Collected data
[start]
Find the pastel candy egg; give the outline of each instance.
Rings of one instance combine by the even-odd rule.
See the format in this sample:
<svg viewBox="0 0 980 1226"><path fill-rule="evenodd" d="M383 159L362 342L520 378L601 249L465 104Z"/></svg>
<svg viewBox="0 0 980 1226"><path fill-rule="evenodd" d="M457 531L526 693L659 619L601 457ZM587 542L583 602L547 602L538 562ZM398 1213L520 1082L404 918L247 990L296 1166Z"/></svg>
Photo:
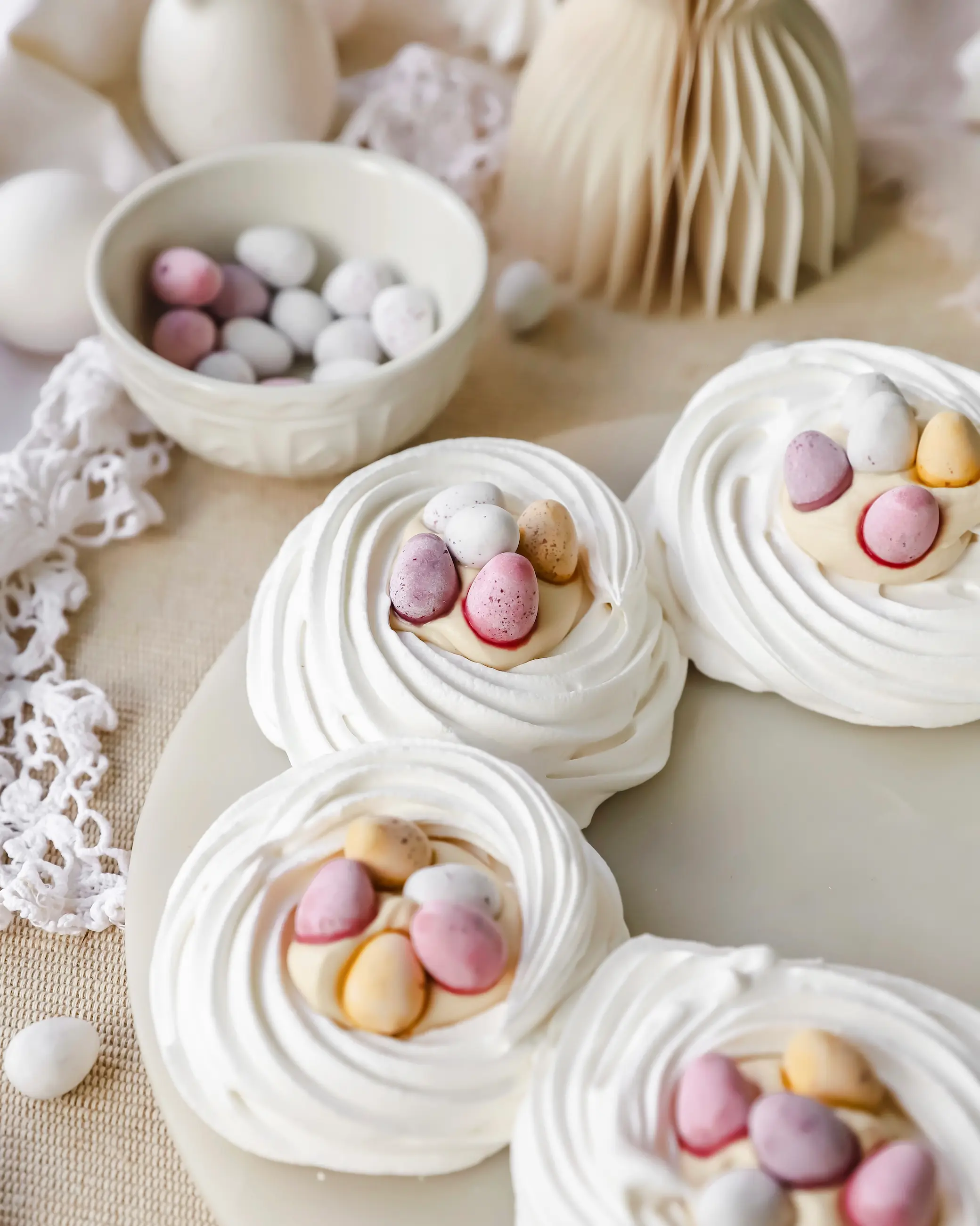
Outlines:
<svg viewBox="0 0 980 1226"><path fill-rule="evenodd" d="M804 430L786 447L783 477L797 511L829 506L854 481L844 449L820 430Z"/></svg>
<svg viewBox="0 0 980 1226"><path fill-rule="evenodd" d="M371 327L390 358L404 358L425 345L436 330L432 297L419 286L382 289L371 305Z"/></svg>
<svg viewBox="0 0 980 1226"><path fill-rule="evenodd" d="M99 1034L89 1021L45 1018L11 1038L4 1073L28 1098L60 1098L92 1072L99 1046Z"/></svg>
<svg viewBox="0 0 980 1226"><path fill-rule="evenodd" d="M207 375L208 379L221 379L223 383L255 383L255 371L241 357L230 349L218 349L201 358L194 368L198 375Z"/></svg>
<svg viewBox="0 0 980 1226"><path fill-rule="evenodd" d="M855 414L848 460L855 472L904 472L915 463L919 427L903 396L877 392Z"/></svg>
<svg viewBox="0 0 980 1226"><path fill-rule="evenodd" d="M375 330L366 319L338 319L327 324L314 343L314 362L344 362L359 358L361 362L379 363L381 349L375 340Z"/></svg>
<svg viewBox="0 0 980 1226"><path fill-rule="evenodd" d="M211 353L217 338L213 319L203 311L178 306L157 320L151 345L162 358L190 370Z"/></svg>
<svg viewBox="0 0 980 1226"><path fill-rule="evenodd" d="M222 265L223 283L208 310L218 319L257 319L268 310L270 293L261 277L241 264Z"/></svg>
<svg viewBox="0 0 980 1226"><path fill-rule="evenodd" d="M377 895L364 864L328 859L299 900L296 940L312 945L356 937L376 915Z"/></svg>
<svg viewBox="0 0 980 1226"><path fill-rule="evenodd" d="M489 873L472 864L430 864L420 868L405 881L404 897L419 906L426 902L458 902L475 907L491 918L500 915L502 900L497 884Z"/></svg>
<svg viewBox="0 0 980 1226"><path fill-rule="evenodd" d="M323 298L337 315L371 314L375 298L394 284L394 272L381 260L344 260L323 283Z"/></svg>
<svg viewBox="0 0 980 1226"><path fill-rule="evenodd" d="M241 354L260 379L283 375L293 365L293 346L261 319L229 319L222 329L222 348Z"/></svg>
<svg viewBox="0 0 980 1226"><path fill-rule="evenodd" d="M347 828L344 856L360 861L379 888L401 890L413 873L432 863L432 845L414 821L364 817Z"/></svg>
<svg viewBox="0 0 980 1226"><path fill-rule="evenodd" d="M745 1137L758 1086L719 1052L692 1060L681 1073L674 1098L674 1127L685 1149L708 1157Z"/></svg>
<svg viewBox="0 0 980 1226"><path fill-rule="evenodd" d="M963 413L937 413L922 430L916 467L925 485L973 485L980 479L980 432Z"/></svg>
<svg viewBox="0 0 980 1226"><path fill-rule="evenodd" d="M467 506L446 525L450 553L461 566L485 566L499 553L513 553L521 539L517 520L502 506Z"/></svg>
<svg viewBox="0 0 980 1226"><path fill-rule="evenodd" d="M793 1201L764 1171L729 1171L713 1179L695 1206L696 1226L789 1226Z"/></svg>
<svg viewBox="0 0 980 1226"><path fill-rule="evenodd" d="M443 532L450 520L467 506L503 506L503 494L489 481L468 481L434 494L421 521L432 532Z"/></svg>
<svg viewBox="0 0 980 1226"><path fill-rule="evenodd" d="M538 579L567 584L578 566L578 533L568 509L552 498L532 503L517 521L517 552L534 566Z"/></svg>
<svg viewBox="0 0 980 1226"><path fill-rule="evenodd" d="M473 633L497 646L527 639L538 620L538 576L519 553L499 553L469 586L463 606Z"/></svg>
<svg viewBox="0 0 980 1226"><path fill-rule="evenodd" d="M922 485L888 489L867 508L861 543L875 562L909 566L924 558L940 532L940 504Z"/></svg>
<svg viewBox="0 0 980 1226"><path fill-rule="evenodd" d="M442 899L412 917L412 945L419 961L447 992L489 992L507 969L507 942L496 921L478 907Z"/></svg>
<svg viewBox="0 0 980 1226"><path fill-rule="evenodd" d="M172 306L206 306L222 289L221 267L192 246L160 251L149 270L149 283L160 302Z"/></svg>
<svg viewBox="0 0 980 1226"><path fill-rule="evenodd" d="M843 1183L861 1159L858 1138L843 1119L797 1094L771 1094L748 1112L748 1135L760 1166L790 1188Z"/></svg>
<svg viewBox="0 0 980 1226"><path fill-rule="evenodd" d="M341 991L341 1004L359 1030L401 1035L425 1010L425 971L402 932L382 932L360 948Z"/></svg>
<svg viewBox="0 0 980 1226"><path fill-rule="evenodd" d="M388 584L388 596L398 617L424 625L445 617L458 595L459 575L445 542L428 532L407 541Z"/></svg>
<svg viewBox="0 0 980 1226"><path fill-rule="evenodd" d="M312 289L281 289L272 300L268 320L296 353L312 353L317 336L333 319L330 306Z"/></svg>
<svg viewBox="0 0 980 1226"><path fill-rule="evenodd" d="M270 286L305 286L316 268L316 248L292 226L252 226L239 235L235 259Z"/></svg>
<svg viewBox="0 0 980 1226"><path fill-rule="evenodd" d="M932 1226L938 1210L936 1160L915 1141L877 1150L844 1190L851 1226Z"/></svg>
<svg viewBox="0 0 980 1226"><path fill-rule="evenodd" d="M551 273L537 260L508 264L497 280L494 305L514 336L530 332L555 308L555 282Z"/></svg>
<svg viewBox="0 0 980 1226"><path fill-rule="evenodd" d="M801 1030L783 1054L783 1079L794 1094L831 1107L877 1111L884 1086L862 1052L826 1030Z"/></svg>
[end]
What is asked
Return the records exactly. Don't carry the pictures over.

Full solution
Find the pastel candy egg; give the outline of each instance.
Rings of one instance combine by the even-odd rule.
See the format in this sample:
<svg viewBox="0 0 980 1226"><path fill-rule="evenodd" d="M383 159L362 342L520 378L601 249L465 104Z"/></svg>
<svg viewBox="0 0 980 1226"><path fill-rule="evenodd" d="M457 531L526 693L659 619L601 457ZM587 542L583 602L547 602L538 562ZM398 1213L520 1082L404 918L247 990L296 1166Z"/></svg>
Photo:
Outlines:
<svg viewBox="0 0 980 1226"><path fill-rule="evenodd" d="M804 430L786 447L783 477L797 511L829 506L854 481L844 449L820 430Z"/></svg>
<svg viewBox="0 0 980 1226"><path fill-rule="evenodd" d="M371 327L390 358L404 358L425 345L436 330L432 297L419 286L382 289L371 305Z"/></svg>
<svg viewBox="0 0 980 1226"><path fill-rule="evenodd" d="M99 1034L89 1021L45 1018L11 1038L4 1073L28 1098L60 1098L92 1072L99 1046Z"/></svg>
<svg viewBox="0 0 980 1226"><path fill-rule="evenodd" d="M207 375L208 379L221 379L223 383L255 383L255 371L241 357L230 349L218 349L201 358L194 368L198 375Z"/></svg>
<svg viewBox="0 0 980 1226"><path fill-rule="evenodd" d="M855 414L848 460L855 472L904 472L915 463L919 427L903 396L877 392Z"/></svg>
<svg viewBox="0 0 980 1226"><path fill-rule="evenodd" d="M375 330L366 319L338 319L327 324L314 343L314 362L344 362L359 358L361 362L379 363L381 349L375 340Z"/></svg>
<svg viewBox="0 0 980 1226"><path fill-rule="evenodd" d="M211 353L217 338L213 319L203 311L178 306L157 320L151 345L162 358L190 370Z"/></svg>
<svg viewBox="0 0 980 1226"><path fill-rule="evenodd" d="M222 265L223 283L208 310L218 319L257 319L268 310L270 293L261 277L241 264Z"/></svg>
<svg viewBox="0 0 980 1226"><path fill-rule="evenodd" d="M377 895L364 864L328 859L299 900L296 940L312 945L356 937L376 915Z"/></svg>
<svg viewBox="0 0 980 1226"><path fill-rule="evenodd" d="M489 873L472 864L430 864L420 868L405 881L404 897L419 906L426 902L458 902L475 907L491 918L500 915L502 900L497 884Z"/></svg>
<svg viewBox="0 0 980 1226"><path fill-rule="evenodd" d="M323 298L337 315L371 314L375 298L394 284L394 272L381 260L344 260L323 283Z"/></svg>
<svg viewBox="0 0 980 1226"><path fill-rule="evenodd" d="M241 354L260 379L283 375L293 365L293 346L261 319L229 319L222 329L222 348Z"/></svg>
<svg viewBox="0 0 980 1226"><path fill-rule="evenodd" d="M347 828L344 856L360 861L379 888L401 890L413 873L432 863L432 845L414 821L364 817Z"/></svg>
<svg viewBox="0 0 980 1226"><path fill-rule="evenodd" d="M745 1137L758 1086L719 1052L692 1060L681 1073L674 1098L674 1127L685 1149L708 1157Z"/></svg>
<svg viewBox="0 0 980 1226"><path fill-rule="evenodd" d="M963 413L937 413L922 430L916 467L925 485L973 485L980 479L980 432Z"/></svg>
<svg viewBox="0 0 980 1226"><path fill-rule="evenodd" d="M467 506L446 525L450 553L461 566L485 566L499 553L513 553L521 539L517 520L502 506Z"/></svg>
<svg viewBox="0 0 980 1226"><path fill-rule="evenodd" d="M793 1201L764 1171L729 1171L713 1179L695 1206L696 1226L789 1226Z"/></svg>
<svg viewBox="0 0 980 1226"><path fill-rule="evenodd" d="M443 532L450 520L467 506L503 506L503 494L489 481L468 481L434 494L421 521L432 532Z"/></svg>
<svg viewBox="0 0 980 1226"><path fill-rule="evenodd" d="M538 579L567 584L578 566L578 533L568 509L552 498L532 503L517 521L517 552L534 566Z"/></svg>
<svg viewBox="0 0 980 1226"><path fill-rule="evenodd" d="M473 633L497 646L527 639L538 620L538 576L519 553L499 553L469 586L463 606Z"/></svg>
<svg viewBox="0 0 980 1226"><path fill-rule="evenodd" d="M922 485L888 489L867 508L861 543L875 562L909 566L924 558L940 532L940 504Z"/></svg>
<svg viewBox="0 0 980 1226"><path fill-rule="evenodd" d="M442 899L412 917L412 945L419 961L447 992L489 992L507 969L507 942L496 921L478 907Z"/></svg>
<svg viewBox="0 0 980 1226"><path fill-rule="evenodd" d="M172 306L206 306L222 289L221 267L192 246L160 251L149 270L149 283L160 302Z"/></svg>
<svg viewBox="0 0 980 1226"><path fill-rule="evenodd" d="M843 1183L861 1159L858 1138L843 1119L797 1094L771 1094L748 1112L748 1135L760 1166L790 1188Z"/></svg>
<svg viewBox="0 0 980 1226"><path fill-rule="evenodd" d="M341 991L341 1004L359 1030L401 1035L425 1010L425 971L402 932L382 932L360 948Z"/></svg>
<svg viewBox="0 0 980 1226"><path fill-rule="evenodd" d="M388 584L388 596L398 617L424 625L445 617L458 595L459 575L445 542L428 532L407 541Z"/></svg>
<svg viewBox="0 0 980 1226"><path fill-rule="evenodd" d="M312 289L281 289L272 300L268 320L296 353L312 353L317 336L333 319L330 306Z"/></svg>
<svg viewBox="0 0 980 1226"><path fill-rule="evenodd" d="M270 286L305 286L316 268L316 248L292 226L252 226L239 235L235 259Z"/></svg>
<svg viewBox="0 0 980 1226"><path fill-rule="evenodd" d="M932 1226L938 1210L936 1160L915 1141L877 1150L844 1190L851 1226Z"/></svg>
<svg viewBox="0 0 980 1226"><path fill-rule="evenodd" d="M551 273L537 260L508 264L497 280L494 305L514 336L530 332L555 308L555 282Z"/></svg>
<svg viewBox="0 0 980 1226"><path fill-rule="evenodd" d="M801 1030L783 1054L783 1079L794 1094L831 1107L877 1111L884 1086L862 1052L826 1030Z"/></svg>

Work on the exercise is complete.